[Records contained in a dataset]
□ □ □ □ □
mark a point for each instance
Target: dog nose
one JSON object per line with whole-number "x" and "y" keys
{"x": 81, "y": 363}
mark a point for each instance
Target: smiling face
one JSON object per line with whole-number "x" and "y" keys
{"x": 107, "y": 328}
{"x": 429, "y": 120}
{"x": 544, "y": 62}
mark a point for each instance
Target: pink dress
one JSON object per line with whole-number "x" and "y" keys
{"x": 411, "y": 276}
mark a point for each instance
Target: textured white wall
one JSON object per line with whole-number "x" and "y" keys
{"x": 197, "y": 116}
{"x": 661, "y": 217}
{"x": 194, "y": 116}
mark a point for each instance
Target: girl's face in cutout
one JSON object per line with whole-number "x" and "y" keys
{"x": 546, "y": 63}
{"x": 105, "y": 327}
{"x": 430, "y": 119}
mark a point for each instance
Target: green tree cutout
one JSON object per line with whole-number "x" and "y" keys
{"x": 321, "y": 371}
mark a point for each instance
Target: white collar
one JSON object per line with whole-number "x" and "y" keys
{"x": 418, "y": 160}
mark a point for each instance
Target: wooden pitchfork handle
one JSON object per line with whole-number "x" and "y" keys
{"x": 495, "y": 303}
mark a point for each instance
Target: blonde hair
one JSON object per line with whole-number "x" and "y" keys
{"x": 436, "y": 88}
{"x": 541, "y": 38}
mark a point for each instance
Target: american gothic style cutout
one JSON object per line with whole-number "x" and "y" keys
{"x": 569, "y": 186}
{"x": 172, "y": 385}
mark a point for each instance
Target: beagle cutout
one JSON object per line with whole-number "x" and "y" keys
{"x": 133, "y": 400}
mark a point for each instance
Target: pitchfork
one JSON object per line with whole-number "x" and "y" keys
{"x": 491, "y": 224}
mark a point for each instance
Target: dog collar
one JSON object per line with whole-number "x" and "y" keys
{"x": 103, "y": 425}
□ □ □ □ □
## WHAT TO DO:
Return all the data above, unaltered and complete.

## RESPONSE BELOW:
mark a point for each instance
Target: dog nose
one JSON object per line with whole-number "x" and "y" keys
{"x": 81, "y": 363}
mark a point for each instance
Target: smiling face
one JSON object per line with whole-number "x" and "y" keys
{"x": 107, "y": 328}
{"x": 429, "y": 120}
{"x": 544, "y": 62}
mark a point for each instance
Target: pink dress
one JSON object per line with whole-number "x" and "y" keys
{"x": 411, "y": 276}
mark a point for each instance
Target: textured white wall
one JSON object per line with whole-number "x" and "y" keys
{"x": 197, "y": 116}
{"x": 661, "y": 217}
{"x": 194, "y": 116}
mark a point for each instance
Target: girl's face in cutout
one JSON object per line with whole-number "x" and "y" keys
{"x": 546, "y": 63}
{"x": 105, "y": 327}
{"x": 430, "y": 119}
mark a point for each instance
Target: green tree cutout
one JSON object per line with whole-number "x" and "y" keys
{"x": 321, "y": 371}
mark a point for each instance
Target: white collar
one JSON object per line with whole-number "x" and "y" keys
{"x": 418, "y": 160}
mark a point for each instance
Target: wooden pitchfork handle
one JSON object per line with whole-number "x" and "y" keys
{"x": 495, "y": 303}
mark a point for each instance
Target: blonde hair
one JSON object per line with whole-number "x" and "y" keys
{"x": 436, "y": 88}
{"x": 541, "y": 38}
mark a point for each instance
Target: american gothic style cutout
one JSON object per line with whole-number "x" and "y" keys
{"x": 569, "y": 186}
{"x": 172, "y": 385}
mark a point for each instance
Target: beagle cutout
one JSON object per line with whole-number "x" and "y" keys
{"x": 133, "y": 400}
mark a point for each instance
Target: pitchfork
one JSON object per line with whole-number "x" and "y" keys
{"x": 491, "y": 224}
mark a point for each instance
Target: dog collar
one JSON object per line with whole-number "x" and "y" keys
{"x": 103, "y": 425}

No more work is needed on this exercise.